GOAL OF THE EXERCISE: Only the lines with "Find" in the entries below belong in the answer; please copy them.
─── RECORDS FOR PROCESSING ───
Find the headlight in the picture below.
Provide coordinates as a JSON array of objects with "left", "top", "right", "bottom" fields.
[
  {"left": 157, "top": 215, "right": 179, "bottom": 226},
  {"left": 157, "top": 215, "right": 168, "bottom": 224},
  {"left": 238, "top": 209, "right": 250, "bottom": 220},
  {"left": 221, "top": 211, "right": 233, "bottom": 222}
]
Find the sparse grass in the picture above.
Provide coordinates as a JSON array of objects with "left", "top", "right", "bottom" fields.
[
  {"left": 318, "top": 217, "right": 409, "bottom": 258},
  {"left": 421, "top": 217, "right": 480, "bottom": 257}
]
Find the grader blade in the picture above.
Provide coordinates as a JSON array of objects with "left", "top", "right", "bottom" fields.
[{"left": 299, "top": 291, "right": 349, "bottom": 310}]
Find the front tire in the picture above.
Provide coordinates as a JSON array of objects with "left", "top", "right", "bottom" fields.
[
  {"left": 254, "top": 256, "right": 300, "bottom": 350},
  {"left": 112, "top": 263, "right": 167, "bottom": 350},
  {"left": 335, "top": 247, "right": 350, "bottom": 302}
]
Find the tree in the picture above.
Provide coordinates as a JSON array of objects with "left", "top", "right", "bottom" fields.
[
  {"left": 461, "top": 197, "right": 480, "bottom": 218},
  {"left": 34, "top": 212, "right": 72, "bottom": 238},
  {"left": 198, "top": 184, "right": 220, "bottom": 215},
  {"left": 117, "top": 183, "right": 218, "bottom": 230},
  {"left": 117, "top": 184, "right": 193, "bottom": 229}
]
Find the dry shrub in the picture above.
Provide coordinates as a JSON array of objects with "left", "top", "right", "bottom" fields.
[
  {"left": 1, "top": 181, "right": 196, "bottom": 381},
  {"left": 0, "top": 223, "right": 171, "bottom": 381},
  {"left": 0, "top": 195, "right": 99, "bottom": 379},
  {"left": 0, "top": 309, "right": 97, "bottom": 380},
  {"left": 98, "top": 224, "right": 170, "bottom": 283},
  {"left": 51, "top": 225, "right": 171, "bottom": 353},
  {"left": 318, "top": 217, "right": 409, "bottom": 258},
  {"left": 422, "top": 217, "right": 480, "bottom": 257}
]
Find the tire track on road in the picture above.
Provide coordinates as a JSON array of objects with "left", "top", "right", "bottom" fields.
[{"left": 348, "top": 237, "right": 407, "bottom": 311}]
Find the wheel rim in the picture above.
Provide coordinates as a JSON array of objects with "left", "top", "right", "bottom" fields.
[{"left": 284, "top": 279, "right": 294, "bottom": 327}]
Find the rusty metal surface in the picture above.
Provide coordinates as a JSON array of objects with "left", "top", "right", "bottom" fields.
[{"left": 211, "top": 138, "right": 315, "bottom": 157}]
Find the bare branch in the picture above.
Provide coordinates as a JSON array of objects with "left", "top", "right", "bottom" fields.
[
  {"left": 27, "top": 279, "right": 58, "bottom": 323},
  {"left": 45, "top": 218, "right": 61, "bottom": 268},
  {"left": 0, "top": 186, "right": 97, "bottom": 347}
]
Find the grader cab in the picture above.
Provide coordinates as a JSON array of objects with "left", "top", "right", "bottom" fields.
───
WRITTEN REPLY:
Find the headlight in the picture below.
Find the sparse grass in the picture above.
Find the grader blade in the picture above.
Find the front tire in the picture above.
Find the tree in the picture above.
Find the dry shrub in the picture above.
Find the tire track on road in the picture above.
Find the wheel rim in the picture above.
Find the rusty metal surface in the picture above.
Find the bare branch in the picture above.
Find the grader cab in the picture above.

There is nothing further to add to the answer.